---------- EXCERPTED PASSAGE

0%
July 22, 2022

Retrain Model when Nan Occurs

deep-learning

pytorch

Given a training function with the following interface:

class TrainingErrorMessage(TypedDict):
    curr_epoch: int
    message: Literal["nan_loss"]

def train(
    faster_rcnn: FasterRCNNResnet50FPN,
    lr,
    start_epoch,
    epochs,
    save_weight_interval=5
) -> None | TrainingErrorMessage:
    ...
    for epoch in range(epochs):
        for batch_id, data in enumerate(tqdm(data_loader)):
            ...
            total_loss = ...

            if torch.isnan(total_loss):
                return TrainingErrorMessage(message="nan_loss", curr_epoch=epoch)
    ...

Then we wrap the function train by

def train_with_nan(
    faster_rcnn,
    lr=1e-5,
    start_epoch=1,
    epoches=60,
    save_weight_interval=5
):
    continue_training = True
    restart_ep = start_epoch
    restart_for_eps = epoches
    curr_model = faster_rcnn

    while continue_training:
        result = train(
            curr_model,
            lr,
            restart_ep,
            restart_for_eps,
            save_weight_interval
        )
        if result is not None:
            message = result["message"]
            if message == "nan_loss":
                curr_epoch = result["curr_epoch"]
                if curr_epoch > (start_epoch + epoches):
                    print("stop training")
                    continue_training = False
                else:
                    continue_training = True
                    model_latest_epoch = (curr_epoch-1) - ((curr_epoch-1) % save_weight_interval)

--------------------
---------- DATASET CONTENT

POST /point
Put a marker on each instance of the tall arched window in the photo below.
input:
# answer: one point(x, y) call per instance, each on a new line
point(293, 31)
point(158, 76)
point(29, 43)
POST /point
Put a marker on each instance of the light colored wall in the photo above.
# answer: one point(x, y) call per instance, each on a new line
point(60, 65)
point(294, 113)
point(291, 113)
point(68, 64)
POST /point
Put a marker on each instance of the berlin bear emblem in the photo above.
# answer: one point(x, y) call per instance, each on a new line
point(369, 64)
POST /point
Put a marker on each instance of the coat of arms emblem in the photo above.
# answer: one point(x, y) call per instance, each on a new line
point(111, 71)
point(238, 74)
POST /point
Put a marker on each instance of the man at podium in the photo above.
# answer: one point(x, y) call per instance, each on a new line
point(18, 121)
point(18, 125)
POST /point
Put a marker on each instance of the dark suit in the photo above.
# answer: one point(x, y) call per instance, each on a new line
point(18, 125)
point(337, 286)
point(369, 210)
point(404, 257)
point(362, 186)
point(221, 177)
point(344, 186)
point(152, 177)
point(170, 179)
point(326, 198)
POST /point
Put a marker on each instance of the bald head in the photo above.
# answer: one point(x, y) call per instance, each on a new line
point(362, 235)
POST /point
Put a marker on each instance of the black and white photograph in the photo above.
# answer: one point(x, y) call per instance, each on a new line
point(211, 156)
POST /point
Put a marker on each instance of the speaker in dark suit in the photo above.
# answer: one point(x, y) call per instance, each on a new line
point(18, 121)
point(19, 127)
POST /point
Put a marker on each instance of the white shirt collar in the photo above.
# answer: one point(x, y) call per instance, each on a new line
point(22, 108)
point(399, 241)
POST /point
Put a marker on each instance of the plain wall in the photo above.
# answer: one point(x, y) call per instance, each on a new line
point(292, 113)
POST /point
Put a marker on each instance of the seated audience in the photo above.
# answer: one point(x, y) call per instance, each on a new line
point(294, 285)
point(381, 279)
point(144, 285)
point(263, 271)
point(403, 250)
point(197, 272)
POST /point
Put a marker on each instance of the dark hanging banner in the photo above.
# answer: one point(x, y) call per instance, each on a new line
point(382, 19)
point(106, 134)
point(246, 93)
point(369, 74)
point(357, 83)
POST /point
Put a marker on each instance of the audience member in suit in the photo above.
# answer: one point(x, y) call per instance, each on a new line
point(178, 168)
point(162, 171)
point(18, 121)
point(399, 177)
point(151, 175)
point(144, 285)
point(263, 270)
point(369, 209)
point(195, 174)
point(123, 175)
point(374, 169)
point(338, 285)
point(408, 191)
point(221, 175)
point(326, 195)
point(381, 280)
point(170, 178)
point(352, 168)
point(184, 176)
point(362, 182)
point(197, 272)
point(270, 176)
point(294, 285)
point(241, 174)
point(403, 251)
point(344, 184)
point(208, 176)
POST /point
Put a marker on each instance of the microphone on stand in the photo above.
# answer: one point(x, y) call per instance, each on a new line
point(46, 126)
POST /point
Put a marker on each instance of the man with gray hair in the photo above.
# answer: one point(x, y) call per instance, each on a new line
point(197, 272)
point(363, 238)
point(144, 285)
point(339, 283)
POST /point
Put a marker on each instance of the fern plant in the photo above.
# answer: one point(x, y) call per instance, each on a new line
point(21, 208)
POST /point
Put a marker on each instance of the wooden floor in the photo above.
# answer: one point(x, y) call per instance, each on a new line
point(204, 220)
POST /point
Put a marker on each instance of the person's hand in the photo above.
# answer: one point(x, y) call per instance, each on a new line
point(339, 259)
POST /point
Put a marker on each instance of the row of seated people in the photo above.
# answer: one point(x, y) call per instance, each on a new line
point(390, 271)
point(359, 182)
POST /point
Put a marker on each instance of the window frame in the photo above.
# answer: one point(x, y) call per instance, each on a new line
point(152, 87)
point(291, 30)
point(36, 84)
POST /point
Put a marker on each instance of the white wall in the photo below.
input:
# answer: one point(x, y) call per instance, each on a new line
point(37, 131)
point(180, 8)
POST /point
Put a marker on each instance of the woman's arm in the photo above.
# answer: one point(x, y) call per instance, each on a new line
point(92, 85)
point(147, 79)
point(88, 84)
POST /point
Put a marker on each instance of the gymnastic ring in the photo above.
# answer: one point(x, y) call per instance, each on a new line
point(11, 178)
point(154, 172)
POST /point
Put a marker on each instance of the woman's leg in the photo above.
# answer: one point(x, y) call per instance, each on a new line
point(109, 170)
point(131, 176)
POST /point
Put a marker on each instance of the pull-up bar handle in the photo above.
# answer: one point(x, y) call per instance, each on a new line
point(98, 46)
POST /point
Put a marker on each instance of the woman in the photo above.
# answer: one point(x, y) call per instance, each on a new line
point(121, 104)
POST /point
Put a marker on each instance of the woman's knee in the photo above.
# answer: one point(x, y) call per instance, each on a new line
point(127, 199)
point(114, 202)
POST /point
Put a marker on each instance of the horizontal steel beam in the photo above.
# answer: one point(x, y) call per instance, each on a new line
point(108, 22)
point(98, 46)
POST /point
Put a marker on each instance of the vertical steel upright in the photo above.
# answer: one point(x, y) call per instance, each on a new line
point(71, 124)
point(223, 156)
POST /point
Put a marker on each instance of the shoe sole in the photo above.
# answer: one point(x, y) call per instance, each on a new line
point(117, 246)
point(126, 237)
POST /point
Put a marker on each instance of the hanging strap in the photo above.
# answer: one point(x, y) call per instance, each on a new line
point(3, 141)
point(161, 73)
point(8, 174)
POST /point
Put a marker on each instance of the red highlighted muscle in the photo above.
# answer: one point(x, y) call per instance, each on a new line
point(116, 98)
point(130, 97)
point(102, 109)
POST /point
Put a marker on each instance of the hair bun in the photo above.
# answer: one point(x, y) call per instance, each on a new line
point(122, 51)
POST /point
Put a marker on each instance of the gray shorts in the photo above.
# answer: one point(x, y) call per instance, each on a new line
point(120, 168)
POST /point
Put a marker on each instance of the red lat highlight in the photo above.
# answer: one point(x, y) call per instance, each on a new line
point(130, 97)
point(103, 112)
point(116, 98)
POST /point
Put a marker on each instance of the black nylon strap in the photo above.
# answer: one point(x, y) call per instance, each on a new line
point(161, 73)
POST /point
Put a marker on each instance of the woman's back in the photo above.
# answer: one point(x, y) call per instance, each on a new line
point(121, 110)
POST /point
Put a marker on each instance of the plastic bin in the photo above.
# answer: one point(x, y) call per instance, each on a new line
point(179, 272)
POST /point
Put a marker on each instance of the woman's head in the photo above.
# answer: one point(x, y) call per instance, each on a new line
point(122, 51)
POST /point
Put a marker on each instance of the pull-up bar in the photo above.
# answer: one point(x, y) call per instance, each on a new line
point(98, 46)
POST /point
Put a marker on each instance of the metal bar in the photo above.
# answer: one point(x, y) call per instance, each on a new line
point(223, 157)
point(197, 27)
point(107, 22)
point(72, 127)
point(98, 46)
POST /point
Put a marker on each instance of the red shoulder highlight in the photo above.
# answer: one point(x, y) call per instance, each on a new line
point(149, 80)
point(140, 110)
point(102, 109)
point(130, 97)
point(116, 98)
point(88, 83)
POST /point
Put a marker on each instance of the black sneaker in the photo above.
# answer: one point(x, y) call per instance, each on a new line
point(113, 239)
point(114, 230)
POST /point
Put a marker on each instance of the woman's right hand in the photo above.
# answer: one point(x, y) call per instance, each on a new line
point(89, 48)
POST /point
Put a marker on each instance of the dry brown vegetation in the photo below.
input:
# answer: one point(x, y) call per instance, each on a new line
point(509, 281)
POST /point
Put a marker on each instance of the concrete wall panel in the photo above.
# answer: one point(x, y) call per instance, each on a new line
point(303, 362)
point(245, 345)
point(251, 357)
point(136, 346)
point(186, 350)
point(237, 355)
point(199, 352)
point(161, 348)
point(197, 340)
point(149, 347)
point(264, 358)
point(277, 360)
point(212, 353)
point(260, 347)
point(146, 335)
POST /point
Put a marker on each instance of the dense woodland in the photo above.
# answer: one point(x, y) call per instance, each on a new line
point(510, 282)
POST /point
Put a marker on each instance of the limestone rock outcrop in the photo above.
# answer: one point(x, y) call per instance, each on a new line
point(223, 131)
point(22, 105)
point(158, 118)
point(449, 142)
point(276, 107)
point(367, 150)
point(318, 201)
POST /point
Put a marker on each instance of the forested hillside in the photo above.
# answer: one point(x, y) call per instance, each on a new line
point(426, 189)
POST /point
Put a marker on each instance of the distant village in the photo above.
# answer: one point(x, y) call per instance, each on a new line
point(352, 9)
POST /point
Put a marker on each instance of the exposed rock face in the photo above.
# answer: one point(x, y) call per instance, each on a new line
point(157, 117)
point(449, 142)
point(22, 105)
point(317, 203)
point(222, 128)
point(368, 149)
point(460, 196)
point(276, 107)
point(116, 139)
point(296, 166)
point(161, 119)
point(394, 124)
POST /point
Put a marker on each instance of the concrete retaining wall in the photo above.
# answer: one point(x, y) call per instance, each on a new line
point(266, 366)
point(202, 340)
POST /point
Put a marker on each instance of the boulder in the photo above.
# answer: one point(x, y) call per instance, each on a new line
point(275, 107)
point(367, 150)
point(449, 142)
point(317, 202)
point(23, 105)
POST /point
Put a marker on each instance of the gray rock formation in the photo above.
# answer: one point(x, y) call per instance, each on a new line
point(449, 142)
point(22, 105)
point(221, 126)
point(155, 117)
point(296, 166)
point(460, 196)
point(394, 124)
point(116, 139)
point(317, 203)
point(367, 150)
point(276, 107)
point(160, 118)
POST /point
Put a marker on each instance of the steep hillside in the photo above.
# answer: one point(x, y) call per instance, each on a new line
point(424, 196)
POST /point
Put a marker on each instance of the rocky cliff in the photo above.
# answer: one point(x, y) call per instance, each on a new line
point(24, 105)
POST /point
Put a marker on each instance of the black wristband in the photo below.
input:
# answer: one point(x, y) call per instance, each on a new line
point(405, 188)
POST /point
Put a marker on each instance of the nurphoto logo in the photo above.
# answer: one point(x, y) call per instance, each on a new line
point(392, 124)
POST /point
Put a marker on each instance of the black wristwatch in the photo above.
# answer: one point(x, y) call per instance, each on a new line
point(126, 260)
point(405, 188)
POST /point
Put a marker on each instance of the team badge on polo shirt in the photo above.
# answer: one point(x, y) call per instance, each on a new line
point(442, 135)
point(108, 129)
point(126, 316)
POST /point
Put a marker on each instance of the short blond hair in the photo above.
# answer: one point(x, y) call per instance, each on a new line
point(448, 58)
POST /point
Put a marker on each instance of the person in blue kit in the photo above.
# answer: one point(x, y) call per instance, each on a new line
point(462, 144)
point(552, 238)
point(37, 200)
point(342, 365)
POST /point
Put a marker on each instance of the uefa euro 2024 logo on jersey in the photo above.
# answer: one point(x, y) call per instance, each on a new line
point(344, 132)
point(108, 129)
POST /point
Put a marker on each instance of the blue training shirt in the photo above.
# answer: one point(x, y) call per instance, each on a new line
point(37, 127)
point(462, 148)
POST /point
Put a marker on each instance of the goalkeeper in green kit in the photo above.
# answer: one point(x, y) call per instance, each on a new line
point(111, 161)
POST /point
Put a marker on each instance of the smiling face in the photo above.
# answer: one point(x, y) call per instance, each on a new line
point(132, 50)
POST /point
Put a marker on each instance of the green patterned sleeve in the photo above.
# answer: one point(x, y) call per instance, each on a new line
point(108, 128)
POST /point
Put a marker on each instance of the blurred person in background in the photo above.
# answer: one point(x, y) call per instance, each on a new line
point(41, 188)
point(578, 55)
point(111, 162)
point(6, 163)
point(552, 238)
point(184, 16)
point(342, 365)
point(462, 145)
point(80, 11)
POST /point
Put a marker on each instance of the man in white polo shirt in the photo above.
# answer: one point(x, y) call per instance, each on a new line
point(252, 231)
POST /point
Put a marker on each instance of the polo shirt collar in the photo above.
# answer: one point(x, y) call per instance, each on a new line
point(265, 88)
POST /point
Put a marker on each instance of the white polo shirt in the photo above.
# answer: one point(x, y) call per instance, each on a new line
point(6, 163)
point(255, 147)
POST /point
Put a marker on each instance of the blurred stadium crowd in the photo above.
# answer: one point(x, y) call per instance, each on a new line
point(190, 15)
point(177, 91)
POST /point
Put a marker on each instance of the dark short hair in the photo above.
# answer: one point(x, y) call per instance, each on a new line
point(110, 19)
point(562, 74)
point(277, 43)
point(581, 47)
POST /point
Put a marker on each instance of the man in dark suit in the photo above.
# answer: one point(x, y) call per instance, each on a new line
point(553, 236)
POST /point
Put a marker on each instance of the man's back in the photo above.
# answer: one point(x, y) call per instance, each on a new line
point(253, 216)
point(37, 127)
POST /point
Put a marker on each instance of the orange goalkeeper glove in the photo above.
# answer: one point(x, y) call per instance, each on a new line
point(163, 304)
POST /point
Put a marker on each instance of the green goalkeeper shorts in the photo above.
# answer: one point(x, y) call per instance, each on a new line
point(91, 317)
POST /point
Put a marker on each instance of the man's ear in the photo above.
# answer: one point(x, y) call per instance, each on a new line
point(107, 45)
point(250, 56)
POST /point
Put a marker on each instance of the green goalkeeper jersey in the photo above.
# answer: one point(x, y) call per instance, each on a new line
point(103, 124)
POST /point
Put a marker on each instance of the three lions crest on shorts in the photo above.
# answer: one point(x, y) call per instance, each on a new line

--------------------

— PROBLEM TO WORK ON —
Answer these questions about the code in "Retrain Model when Nan Occurs":
(a) What default learning rate does train_with_nan set?
(b) What message value does train return when the total loss is NaN?
(c) What is the default value of epoches in train_with_nan?

— THE COMPLETED TASK —
(a) 1e-5
(b) "nan_loss"
(c) 60